### WHAT IS ASKED
Reproduce the data below verbatim, starting at the line that contains "Target class: grass." and ending at the line that contains "[114,272,130,328]", with both of those lines included. Leave out every other line.

--- BEGIN INPUT RECORDS ---

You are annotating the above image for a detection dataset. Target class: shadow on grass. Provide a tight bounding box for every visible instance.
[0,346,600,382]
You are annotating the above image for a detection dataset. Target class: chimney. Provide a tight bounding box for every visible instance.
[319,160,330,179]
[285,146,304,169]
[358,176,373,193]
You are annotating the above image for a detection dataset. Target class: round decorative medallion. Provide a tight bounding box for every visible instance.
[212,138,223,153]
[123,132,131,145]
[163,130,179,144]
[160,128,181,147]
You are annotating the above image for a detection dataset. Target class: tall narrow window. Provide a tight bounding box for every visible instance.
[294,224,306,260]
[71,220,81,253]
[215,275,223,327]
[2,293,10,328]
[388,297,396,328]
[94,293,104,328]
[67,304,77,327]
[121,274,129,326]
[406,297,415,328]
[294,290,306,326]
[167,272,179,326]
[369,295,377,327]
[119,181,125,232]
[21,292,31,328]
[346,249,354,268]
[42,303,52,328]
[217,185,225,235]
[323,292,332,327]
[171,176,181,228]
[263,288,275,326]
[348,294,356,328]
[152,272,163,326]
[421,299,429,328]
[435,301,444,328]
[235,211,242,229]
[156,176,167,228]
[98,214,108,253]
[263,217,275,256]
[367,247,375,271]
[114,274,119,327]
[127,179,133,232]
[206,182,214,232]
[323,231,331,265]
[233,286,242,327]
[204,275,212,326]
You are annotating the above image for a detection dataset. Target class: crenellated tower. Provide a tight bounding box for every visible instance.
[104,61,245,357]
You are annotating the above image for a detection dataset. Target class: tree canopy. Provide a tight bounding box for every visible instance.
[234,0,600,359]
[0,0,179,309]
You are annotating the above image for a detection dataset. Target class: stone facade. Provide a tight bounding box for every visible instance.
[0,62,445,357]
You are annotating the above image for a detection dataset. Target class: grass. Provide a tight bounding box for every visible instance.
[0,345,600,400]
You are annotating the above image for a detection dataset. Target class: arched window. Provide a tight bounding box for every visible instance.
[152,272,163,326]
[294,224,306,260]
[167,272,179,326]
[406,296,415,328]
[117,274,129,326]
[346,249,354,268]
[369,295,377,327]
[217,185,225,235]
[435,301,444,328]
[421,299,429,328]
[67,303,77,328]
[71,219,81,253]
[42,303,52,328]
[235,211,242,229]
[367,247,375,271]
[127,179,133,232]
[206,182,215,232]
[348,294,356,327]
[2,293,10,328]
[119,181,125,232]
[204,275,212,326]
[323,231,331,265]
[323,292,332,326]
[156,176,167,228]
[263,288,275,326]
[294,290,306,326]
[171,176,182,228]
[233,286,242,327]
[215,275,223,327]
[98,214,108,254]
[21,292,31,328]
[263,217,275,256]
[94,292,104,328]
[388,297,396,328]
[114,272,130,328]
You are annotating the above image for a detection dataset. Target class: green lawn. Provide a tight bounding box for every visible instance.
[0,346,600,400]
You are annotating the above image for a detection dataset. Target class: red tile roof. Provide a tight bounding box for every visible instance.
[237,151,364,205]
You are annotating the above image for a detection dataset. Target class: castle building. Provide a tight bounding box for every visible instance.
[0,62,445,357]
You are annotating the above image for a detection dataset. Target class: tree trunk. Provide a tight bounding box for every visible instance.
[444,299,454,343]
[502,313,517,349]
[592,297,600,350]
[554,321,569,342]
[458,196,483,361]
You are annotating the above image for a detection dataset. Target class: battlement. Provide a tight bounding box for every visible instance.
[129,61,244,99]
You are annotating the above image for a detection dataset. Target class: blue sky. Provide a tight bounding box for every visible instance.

--- END INPUT RECORDS ---
--- BEGIN INPUT RECORDS ---

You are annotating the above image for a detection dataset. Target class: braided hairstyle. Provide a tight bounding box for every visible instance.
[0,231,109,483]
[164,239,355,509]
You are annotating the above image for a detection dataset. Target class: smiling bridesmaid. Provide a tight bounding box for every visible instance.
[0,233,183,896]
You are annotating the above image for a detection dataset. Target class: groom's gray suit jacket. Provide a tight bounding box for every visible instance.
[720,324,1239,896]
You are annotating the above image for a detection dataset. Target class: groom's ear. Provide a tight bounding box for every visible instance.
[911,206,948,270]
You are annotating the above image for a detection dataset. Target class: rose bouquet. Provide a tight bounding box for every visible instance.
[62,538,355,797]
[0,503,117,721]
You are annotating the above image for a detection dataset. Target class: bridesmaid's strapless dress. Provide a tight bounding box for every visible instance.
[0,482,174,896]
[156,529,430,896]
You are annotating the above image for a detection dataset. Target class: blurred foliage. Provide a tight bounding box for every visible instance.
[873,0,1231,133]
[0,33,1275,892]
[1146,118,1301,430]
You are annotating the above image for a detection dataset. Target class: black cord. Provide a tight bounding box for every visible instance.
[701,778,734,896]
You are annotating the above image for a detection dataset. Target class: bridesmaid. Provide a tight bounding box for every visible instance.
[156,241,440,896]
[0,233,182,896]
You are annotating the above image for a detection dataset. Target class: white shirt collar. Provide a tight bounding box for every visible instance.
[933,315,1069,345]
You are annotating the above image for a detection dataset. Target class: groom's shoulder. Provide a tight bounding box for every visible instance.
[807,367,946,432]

--- END INPUT RECORDS ---

### OUTPUT
You are annotating the above image for a detection dataset. Target class: grass. Provide a tight bounding box for every visible instance.
[0,345,600,400]
You are annotating the above image for a detection dataset. Target class: arched window. Provide a tight bounding box for every visible instance.
[152,272,163,326]
[294,224,306,260]
[167,272,179,326]
[406,296,415,328]
[117,274,129,326]
[346,249,354,268]
[369,295,377,327]
[217,185,225,235]
[435,301,444,328]
[421,299,429,328]
[67,303,77,328]
[71,219,81,253]
[42,303,52,328]
[235,211,242,229]
[367,247,375,271]
[127,179,133,232]
[206,182,215,232]
[348,294,356,327]
[2,293,10,328]
[119,181,125,232]
[204,275,212,326]
[323,231,331,265]
[323,292,332,326]
[156,176,167,228]
[263,288,275,326]
[294,290,306,326]
[171,176,182,228]
[233,286,242,327]
[215,275,223,327]
[98,214,108,254]
[21,292,31,328]
[263,217,275,256]
[94,292,104,328]
[388,297,396,328]
[114,272,130,328]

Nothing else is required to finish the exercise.